**TO BE DONE**
(1) List every desktop capability the Desktop Bridge page names.
(2) From the rows, output the lines from the one containing "Give the mask of every instance of the ワイン" through the one containing "M833 295L941 295L941 83L830 78Z" as a JSON list of strings, one per line, omitting blank lines.

Start PAGE EXCERPT

Aleph
Architecture

Desktop Bridge

UDS JSON-RPC 2.0 protocol for desktop capabilities

The Desktop Bridge gives Aleph physical-world capabilities: taking screenshots, reading screen text via OCR, clicking buttons, typing text, managing windows, and rendering canvas overlays. It is the primary implementation of the "Muscles" limb in the 1-2-3-4 model.

Architecture

The bridge follows the Brain-Limb separation principle (redline R1): the Rust Core never calls platform-specific APIs directly. Instead, it sends JSON-RPC requests over a Unix Domain Socket to a Tauri-based desktop application that implements the actual system calls.

End PAGE EXCERPT
Start ENTRIES SUPPLIED

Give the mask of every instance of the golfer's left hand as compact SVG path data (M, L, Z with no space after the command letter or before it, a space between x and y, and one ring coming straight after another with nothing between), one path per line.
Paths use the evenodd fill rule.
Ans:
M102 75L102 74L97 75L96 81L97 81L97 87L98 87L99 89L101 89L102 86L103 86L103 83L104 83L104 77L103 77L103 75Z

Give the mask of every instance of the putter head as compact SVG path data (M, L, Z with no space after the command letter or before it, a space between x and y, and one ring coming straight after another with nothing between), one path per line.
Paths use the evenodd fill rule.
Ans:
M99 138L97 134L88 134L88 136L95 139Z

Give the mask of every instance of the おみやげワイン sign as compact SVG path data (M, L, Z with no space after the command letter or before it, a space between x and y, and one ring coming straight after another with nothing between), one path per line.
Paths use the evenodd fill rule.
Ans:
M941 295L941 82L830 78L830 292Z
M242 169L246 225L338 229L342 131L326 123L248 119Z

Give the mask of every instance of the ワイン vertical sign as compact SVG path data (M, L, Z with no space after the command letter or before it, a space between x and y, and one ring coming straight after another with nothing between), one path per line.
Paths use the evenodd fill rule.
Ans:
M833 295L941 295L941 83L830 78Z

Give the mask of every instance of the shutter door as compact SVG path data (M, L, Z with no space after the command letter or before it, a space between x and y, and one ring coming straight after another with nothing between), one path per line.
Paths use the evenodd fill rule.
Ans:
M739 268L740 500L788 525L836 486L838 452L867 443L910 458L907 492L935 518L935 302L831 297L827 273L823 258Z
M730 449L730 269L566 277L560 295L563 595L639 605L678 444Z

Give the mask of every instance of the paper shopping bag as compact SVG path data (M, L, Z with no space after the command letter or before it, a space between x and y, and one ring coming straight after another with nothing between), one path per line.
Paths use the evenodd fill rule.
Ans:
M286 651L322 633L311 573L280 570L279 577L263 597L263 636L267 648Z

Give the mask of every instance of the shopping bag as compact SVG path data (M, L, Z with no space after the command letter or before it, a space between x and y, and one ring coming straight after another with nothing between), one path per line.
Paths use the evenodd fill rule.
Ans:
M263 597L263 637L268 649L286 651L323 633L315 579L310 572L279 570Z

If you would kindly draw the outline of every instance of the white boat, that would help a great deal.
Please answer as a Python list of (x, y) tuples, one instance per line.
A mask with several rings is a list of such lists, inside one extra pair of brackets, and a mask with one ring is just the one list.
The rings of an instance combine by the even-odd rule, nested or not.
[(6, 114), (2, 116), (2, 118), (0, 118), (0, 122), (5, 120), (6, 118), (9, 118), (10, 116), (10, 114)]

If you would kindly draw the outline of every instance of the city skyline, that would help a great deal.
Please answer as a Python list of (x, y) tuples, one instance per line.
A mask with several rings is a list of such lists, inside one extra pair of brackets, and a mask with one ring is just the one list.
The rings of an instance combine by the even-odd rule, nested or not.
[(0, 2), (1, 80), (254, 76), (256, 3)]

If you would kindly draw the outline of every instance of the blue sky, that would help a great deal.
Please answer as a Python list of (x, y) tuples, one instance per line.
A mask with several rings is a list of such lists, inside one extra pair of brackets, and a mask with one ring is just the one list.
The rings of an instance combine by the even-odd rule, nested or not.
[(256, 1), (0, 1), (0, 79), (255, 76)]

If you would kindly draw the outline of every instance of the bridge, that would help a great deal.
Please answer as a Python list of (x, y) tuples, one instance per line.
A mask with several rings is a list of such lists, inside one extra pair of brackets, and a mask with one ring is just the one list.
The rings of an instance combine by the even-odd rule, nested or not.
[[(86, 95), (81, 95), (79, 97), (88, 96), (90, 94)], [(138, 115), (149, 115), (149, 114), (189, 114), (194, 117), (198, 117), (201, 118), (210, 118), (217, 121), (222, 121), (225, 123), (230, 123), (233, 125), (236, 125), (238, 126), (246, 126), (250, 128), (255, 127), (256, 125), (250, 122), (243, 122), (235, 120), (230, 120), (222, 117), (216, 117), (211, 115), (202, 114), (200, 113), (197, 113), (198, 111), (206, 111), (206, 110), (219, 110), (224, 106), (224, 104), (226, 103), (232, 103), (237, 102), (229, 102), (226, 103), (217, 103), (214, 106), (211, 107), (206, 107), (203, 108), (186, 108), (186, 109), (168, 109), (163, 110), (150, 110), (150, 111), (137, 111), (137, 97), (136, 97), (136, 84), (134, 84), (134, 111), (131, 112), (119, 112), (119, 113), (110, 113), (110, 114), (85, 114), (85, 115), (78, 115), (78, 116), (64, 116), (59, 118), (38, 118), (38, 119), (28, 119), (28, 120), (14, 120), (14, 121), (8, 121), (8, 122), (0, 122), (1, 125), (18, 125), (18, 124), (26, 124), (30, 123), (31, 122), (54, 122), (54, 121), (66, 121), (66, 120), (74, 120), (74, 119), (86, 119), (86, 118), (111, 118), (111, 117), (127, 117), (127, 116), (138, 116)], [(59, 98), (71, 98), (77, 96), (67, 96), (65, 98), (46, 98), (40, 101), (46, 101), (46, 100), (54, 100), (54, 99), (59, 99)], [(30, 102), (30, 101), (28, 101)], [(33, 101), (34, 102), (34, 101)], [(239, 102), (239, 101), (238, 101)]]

End ENTRIES SUPPLIED

**OUTPUTS BY TASK**
(1)
- taking screenshots
- reading screen text via OCR
- clicking buttons
- typing text
- managing windows
- rendering canvas overlays

(2)
[
  "Give the mask of every instance of the ワイン vertical sign as compact SVG path data (M, L, Z with no space after the command letter or before it, a space between x and y, and one ring coming straight after another with nothing between), one path per line.",
  "Paths use the evenodd fill rule.",
  "Ans:",
  "M833 295L941 295L941 83L830 78Z"
]